--- Records provided ---

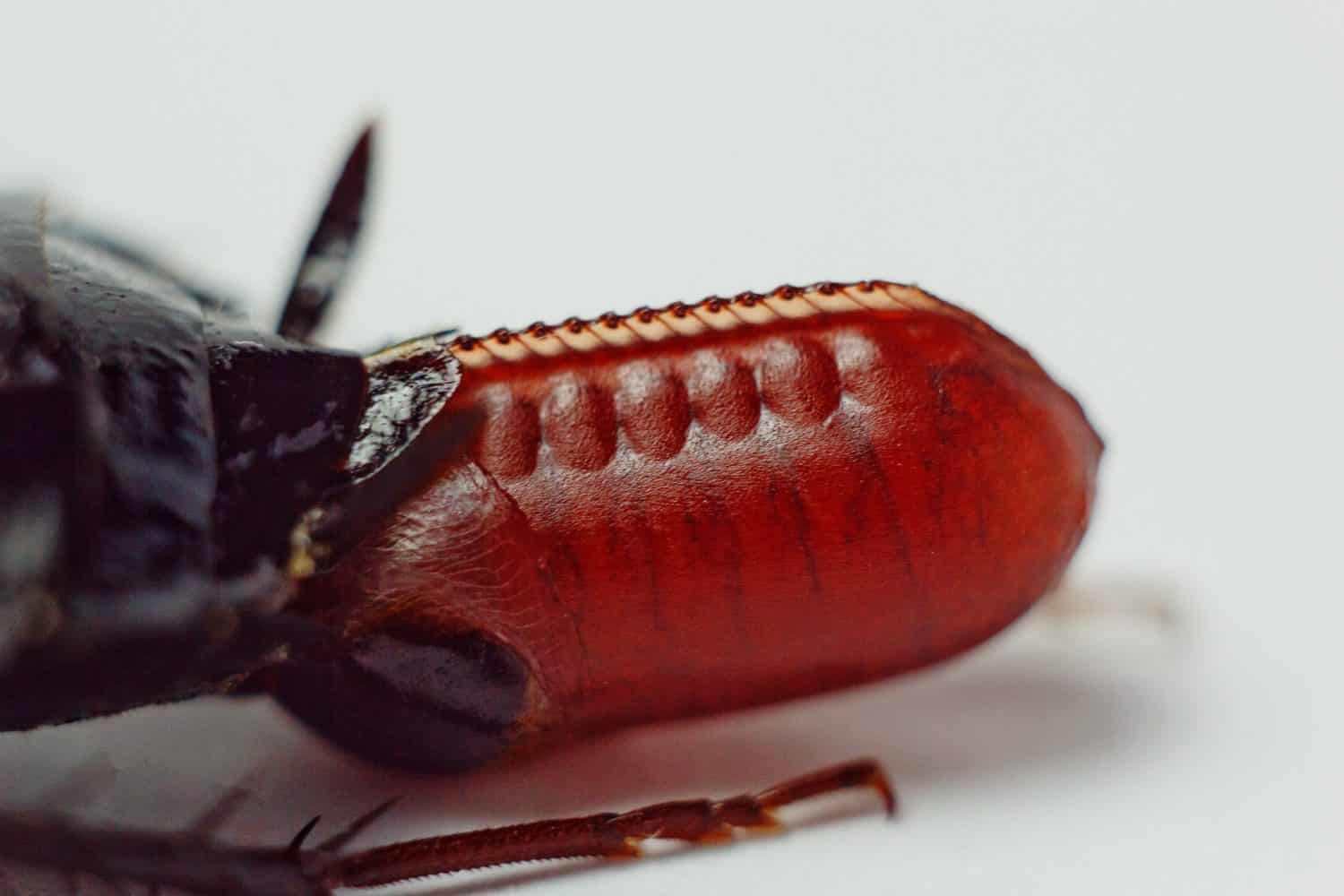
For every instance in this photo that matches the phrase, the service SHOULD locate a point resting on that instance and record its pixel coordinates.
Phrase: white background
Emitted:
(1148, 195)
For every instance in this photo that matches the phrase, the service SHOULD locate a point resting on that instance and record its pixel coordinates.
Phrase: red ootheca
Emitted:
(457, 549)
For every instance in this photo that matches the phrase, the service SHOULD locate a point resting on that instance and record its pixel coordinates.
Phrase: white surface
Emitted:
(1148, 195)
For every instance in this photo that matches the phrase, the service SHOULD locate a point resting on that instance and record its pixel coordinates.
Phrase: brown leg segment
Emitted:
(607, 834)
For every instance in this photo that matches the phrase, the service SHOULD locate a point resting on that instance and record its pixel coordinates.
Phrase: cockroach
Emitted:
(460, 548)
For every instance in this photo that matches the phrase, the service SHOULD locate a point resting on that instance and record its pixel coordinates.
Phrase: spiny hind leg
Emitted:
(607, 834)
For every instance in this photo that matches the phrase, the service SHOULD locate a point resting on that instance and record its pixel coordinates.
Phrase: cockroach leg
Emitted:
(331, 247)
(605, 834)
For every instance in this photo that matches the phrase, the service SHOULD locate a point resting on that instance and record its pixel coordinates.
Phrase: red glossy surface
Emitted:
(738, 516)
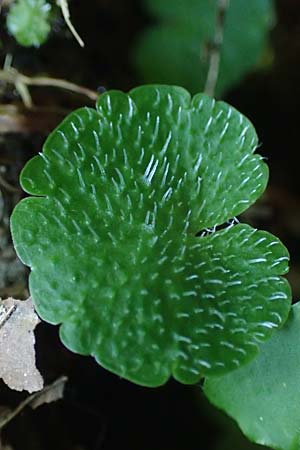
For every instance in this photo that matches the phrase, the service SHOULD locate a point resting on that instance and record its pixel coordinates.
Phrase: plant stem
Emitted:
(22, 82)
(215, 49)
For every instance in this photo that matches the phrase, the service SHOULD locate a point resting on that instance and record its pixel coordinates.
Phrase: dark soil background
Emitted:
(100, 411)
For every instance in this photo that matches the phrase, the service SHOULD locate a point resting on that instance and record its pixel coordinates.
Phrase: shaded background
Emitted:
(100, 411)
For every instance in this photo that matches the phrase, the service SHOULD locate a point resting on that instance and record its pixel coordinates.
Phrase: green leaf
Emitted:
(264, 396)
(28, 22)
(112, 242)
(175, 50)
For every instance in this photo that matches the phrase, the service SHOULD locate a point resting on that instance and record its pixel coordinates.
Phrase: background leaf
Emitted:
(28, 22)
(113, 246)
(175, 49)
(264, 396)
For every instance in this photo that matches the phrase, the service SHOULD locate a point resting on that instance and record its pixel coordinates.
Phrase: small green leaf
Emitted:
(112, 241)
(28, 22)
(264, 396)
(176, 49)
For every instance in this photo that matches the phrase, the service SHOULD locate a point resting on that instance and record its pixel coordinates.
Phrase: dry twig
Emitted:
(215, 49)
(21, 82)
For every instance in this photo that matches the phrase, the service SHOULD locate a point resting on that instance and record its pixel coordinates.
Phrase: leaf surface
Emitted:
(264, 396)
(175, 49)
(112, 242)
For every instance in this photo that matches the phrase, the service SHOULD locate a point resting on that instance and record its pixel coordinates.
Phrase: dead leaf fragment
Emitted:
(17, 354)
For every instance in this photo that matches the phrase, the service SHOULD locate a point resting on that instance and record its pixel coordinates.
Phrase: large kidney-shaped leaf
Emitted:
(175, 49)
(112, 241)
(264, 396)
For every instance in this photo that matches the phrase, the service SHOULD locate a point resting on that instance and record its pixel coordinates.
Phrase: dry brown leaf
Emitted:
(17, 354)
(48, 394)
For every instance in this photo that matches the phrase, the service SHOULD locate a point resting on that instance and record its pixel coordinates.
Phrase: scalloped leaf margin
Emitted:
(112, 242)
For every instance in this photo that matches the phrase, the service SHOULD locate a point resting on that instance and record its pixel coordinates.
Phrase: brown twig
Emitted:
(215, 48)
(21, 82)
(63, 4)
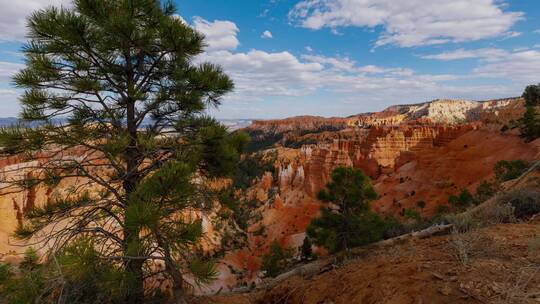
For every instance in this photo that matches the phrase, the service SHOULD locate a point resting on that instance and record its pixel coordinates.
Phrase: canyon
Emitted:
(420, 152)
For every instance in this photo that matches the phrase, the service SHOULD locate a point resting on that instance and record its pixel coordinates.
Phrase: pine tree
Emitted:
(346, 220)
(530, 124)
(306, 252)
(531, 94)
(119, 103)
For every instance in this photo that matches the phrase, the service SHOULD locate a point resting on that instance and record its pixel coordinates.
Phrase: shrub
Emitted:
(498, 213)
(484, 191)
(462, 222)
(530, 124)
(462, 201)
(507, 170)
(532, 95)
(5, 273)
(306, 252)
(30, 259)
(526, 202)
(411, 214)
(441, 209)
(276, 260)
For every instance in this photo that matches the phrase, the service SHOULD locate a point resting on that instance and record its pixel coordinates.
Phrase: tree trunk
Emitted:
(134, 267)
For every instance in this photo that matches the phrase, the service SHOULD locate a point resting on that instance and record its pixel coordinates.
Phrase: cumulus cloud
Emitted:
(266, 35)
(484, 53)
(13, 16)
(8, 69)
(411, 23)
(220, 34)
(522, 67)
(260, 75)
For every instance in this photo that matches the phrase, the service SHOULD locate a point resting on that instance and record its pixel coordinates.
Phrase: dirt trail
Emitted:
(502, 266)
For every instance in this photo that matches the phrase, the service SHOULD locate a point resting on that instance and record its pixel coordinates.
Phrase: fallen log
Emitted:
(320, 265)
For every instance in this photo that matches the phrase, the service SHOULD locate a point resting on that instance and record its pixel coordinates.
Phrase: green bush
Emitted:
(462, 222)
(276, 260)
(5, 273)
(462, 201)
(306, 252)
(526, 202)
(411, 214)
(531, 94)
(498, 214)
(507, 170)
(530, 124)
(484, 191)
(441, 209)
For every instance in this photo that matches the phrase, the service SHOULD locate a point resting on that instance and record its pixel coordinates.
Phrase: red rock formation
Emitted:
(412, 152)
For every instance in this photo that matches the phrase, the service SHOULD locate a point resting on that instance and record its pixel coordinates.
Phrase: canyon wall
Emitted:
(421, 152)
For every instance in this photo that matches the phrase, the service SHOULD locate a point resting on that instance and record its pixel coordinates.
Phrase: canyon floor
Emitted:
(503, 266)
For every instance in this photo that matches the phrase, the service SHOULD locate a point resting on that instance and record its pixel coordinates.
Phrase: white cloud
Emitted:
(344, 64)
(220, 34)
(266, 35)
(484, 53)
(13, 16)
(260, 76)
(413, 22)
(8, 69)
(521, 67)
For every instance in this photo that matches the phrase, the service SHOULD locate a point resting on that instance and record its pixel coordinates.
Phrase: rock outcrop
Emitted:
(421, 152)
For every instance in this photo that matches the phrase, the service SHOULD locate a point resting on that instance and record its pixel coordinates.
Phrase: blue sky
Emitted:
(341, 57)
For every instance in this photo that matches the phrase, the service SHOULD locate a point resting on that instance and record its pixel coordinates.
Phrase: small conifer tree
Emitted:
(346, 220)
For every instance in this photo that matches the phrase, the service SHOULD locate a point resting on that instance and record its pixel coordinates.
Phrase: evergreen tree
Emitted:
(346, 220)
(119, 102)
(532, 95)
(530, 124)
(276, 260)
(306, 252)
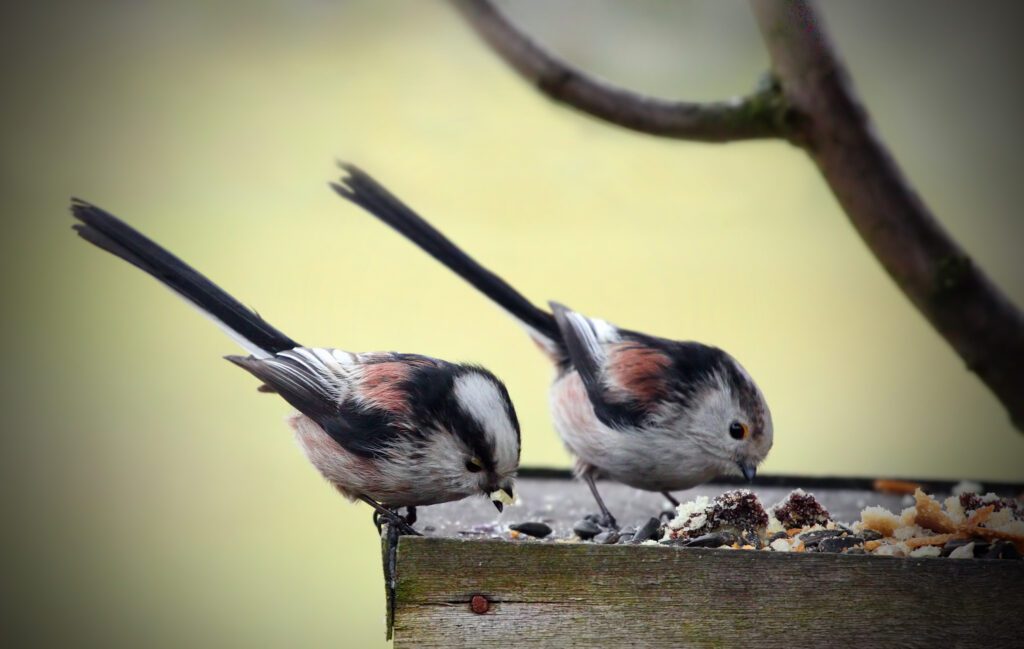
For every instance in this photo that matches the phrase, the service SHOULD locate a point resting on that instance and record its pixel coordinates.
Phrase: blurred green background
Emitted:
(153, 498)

---

> The request: Identify each line in the material above that contains the string "cockroach", and copy those lines.

> Result for this task:
Phrase: cockroach
Phrase: cockroach leg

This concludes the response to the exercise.